■ Work instruction: Repeat exactly each line of the data provided below.

(Beginning of Data provided)

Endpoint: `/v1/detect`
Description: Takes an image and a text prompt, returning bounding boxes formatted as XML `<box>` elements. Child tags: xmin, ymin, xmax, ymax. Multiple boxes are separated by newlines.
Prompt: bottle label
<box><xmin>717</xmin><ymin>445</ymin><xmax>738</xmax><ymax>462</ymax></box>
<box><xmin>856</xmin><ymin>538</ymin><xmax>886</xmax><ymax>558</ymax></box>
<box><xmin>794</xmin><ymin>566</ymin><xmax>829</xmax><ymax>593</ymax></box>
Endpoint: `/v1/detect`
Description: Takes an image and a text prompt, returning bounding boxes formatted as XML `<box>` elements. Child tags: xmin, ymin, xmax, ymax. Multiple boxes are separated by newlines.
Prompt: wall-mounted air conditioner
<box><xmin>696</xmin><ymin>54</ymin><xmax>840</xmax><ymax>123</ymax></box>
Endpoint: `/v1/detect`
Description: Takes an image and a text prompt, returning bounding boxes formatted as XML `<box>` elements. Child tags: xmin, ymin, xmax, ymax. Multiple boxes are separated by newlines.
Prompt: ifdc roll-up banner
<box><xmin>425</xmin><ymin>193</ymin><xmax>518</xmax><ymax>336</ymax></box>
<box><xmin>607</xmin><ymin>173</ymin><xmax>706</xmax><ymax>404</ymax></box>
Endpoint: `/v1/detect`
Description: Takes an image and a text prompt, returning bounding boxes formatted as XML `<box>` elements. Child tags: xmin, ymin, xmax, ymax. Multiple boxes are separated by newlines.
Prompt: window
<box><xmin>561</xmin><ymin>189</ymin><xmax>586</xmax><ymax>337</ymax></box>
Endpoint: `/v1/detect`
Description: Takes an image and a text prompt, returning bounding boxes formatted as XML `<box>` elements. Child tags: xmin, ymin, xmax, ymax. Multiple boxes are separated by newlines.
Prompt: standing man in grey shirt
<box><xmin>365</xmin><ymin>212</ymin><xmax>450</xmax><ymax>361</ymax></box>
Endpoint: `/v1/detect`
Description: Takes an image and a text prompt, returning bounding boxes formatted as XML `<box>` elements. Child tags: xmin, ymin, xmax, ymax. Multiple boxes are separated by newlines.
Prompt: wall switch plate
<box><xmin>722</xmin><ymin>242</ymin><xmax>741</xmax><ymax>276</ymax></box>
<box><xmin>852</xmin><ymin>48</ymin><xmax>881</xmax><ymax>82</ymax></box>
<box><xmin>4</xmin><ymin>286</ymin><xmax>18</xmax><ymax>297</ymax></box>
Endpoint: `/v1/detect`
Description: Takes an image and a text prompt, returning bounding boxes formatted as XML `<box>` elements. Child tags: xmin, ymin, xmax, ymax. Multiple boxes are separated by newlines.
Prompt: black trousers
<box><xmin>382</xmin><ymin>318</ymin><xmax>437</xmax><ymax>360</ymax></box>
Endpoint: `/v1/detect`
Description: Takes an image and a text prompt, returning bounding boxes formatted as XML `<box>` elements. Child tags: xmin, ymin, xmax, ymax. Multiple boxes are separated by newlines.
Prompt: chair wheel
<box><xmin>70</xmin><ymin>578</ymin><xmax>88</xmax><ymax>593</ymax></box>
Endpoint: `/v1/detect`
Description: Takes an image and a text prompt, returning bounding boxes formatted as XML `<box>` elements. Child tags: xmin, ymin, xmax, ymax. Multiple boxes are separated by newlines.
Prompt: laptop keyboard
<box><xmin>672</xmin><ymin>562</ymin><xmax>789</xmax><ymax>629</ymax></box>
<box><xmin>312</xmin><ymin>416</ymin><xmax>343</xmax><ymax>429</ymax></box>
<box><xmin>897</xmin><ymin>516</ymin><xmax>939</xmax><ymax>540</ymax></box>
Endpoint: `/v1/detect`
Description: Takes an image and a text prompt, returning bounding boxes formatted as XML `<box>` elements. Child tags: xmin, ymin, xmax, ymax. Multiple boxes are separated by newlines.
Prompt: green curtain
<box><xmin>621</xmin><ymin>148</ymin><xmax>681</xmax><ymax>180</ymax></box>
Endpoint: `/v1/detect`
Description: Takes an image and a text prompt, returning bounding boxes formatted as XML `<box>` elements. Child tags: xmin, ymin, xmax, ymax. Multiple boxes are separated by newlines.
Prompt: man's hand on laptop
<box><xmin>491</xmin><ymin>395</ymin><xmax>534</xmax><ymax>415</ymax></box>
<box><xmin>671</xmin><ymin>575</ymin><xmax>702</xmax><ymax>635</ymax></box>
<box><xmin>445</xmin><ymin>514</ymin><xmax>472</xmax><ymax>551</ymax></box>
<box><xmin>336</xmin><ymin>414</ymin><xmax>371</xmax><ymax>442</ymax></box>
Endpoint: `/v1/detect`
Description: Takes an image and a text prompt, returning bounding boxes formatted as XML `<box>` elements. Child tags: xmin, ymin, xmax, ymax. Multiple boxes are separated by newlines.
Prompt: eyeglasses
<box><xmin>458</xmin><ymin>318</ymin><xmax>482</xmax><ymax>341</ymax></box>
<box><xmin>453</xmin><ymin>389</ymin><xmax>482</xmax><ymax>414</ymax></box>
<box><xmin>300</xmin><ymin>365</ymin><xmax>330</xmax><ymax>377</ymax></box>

(End of Data provided)

■ Reply to the task:
Endpoint: `/v1/detect`
Description: Takes an image and a text prompt, returning bounding boxes formatted as XML `<box>` elements. Child tags: xmin, ymin, xmax, ymax. Multiple boxes are separated by newlines.
Prompt: bottle label
<box><xmin>717</xmin><ymin>445</ymin><xmax>738</xmax><ymax>462</ymax></box>
<box><xmin>856</xmin><ymin>538</ymin><xmax>886</xmax><ymax>558</ymax></box>
<box><xmin>794</xmin><ymin>566</ymin><xmax>829</xmax><ymax>593</ymax></box>
Endpoint: `/v1/detect`
Description: Takes an image and a text prompt, returning bounding boxes formatted as XML `<box>` elements. Child tags: xmin, ymin, xmax, ymax. Multiple boxes are separated by newlines.
Prompt: wall-mounted air conditioner
<box><xmin>696</xmin><ymin>54</ymin><xmax>840</xmax><ymax>123</ymax></box>
Endpoint: `/v1/detect`
Description: Takes an image and a text prompt, returning bounding boxes formatted as XML `<box>` elements. Child tags: xmin, ymin, xmax, ymax. Multiple boxes are separated by newlines.
Prompt: ifdc roll-up banner
<box><xmin>425</xmin><ymin>193</ymin><xmax>518</xmax><ymax>336</ymax></box>
<box><xmin>607</xmin><ymin>173</ymin><xmax>706</xmax><ymax>404</ymax></box>
Endpoint: `/v1/detect`
Description: Takes an image and a text prompt, returning bounding boxes formatted as XML `<box>` elements. Child tags: xmin, ymin, xmax, ymax. Multiple boxes are separated by newlines.
Prompt: window
<box><xmin>561</xmin><ymin>189</ymin><xmax>586</xmax><ymax>337</ymax></box>
Endpoint: `/v1/detect`
Description: Takes an image and a text prompt, returning bounding boxes formatted as XML `<box>` elements. Child tags: xmin, ymin, xmax, ymax. Multiple boxes are separated by newlines.
Prompt: standing man in grey shirt
<box><xmin>365</xmin><ymin>212</ymin><xmax>450</xmax><ymax>361</ymax></box>
Endpoint: `/v1/detect`
Description: Takes an image and a text prompt, returning bounding boxes formatted as XML `<box>` elements. Child tags: xmin, ymin, xmax, ymax. Multiple boxes are separated by newlines.
Prompt: wall switch plate
<box><xmin>722</xmin><ymin>242</ymin><xmax>741</xmax><ymax>276</ymax></box>
<box><xmin>852</xmin><ymin>48</ymin><xmax>881</xmax><ymax>82</ymax></box>
<box><xmin>4</xmin><ymin>286</ymin><xmax>18</xmax><ymax>297</ymax></box>
Endpoint: `/v1/detect`
Description: Takes an image and a text prompt, returning bounding boxes formatted as XML `<box>` elements. Child tags: xmin, ymin, xmax, ymax. Multiple boxes are separated by newlines.
Prompt: black trousers
<box><xmin>382</xmin><ymin>318</ymin><xmax>437</xmax><ymax>360</ymax></box>
Endpoint: `/v1/detect`
Description: Takes an image and a text prompt, returning bounding boxes formatted as XML `<box>` elements. Child tags: xmin, ymin, xmax, ymax. Multiple boxes are separated by newlines.
Prompt: chair wheel
<box><xmin>70</xmin><ymin>578</ymin><xmax>88</xmax><ymax>593</ymax></box>
Endpoint: `/v1/detect`
Description: Takes an image and a text prompt, returning bounding boxes formatted as XML `<box>` elements. Child tags: xmin, ymin, xmax, ymax. Multiple boxes are separated by newlines.
Prompt: laptop keyboard
<box><xmin>672</xmin><ymin>562</ymin><xmax>789</xmax><ymax>629</ymax></box>
<box><xmin>312</xmin><ymin>416</ymin><xmax>343</xmax><ymax>429</ymax></box>
<box><xmin>897</xmin><ymin>516</ymin><xmax>939</xmax><ymax>540</ymax></box>
Endpoint: `/v1/detect`
Description: Takes an image and a text prompt, returning bounding boxes formatted as XML `<box>` elements. Child tags: xmin, ymin, xmax, ymax. Multiple boxes are separated by newlines.
Prompt: green curtain
<box><xmin>621</xmin><ymin>148</ymin><xmax>681</xmax><ymax>180</ymax></box>
Endpoint: `/v1/detect`
Description: Takes an image and a text prompt, returning bounding boxes formatted as XML `<box>` elements. Child tags: xmin, ymin, xmax, ymax. Multiple boxes are separated by newlines.
Prompt: man's hand on laptop
<box><xmin>491</xmin><ymin>395</ymin><xmax>534</xmax><ymax>415</ymax></box>
<box><xmin>671</xmin><ymin>575</ymin><xmax>702</xmax><ymax>635</ymax></box>
<box><xmin>445</xmin><ymin>514</ymin><xmax>472</xmax><ymax>551</ymax></box>
<box><xmin>336</xmin><ymin>414</ymin><xmax>371</xmax><ymax>442</ymax></box>
Endpoint: `/v1/detect`
Description: Takes an image and a text prompt, returning bounding boxes formatted as XML `<box>` elements. Child tags: xmin, ymin, xmax, ymax. Multiple boxes are separated by newlines.
Prompt: eyeglasses
<box><xmin>458</xmin><ymin>318</ymin><xmax>482</xmax><ymax>341</ymax></box>
<box><xmin>453</xmin><ymin>389</ymin><xmax>482</xmax><ymax>414</ymax></box>
<box><xmin>300</xmin><ymin>365</ymin><xmax>330</xmax><ymax>377</ymax></box>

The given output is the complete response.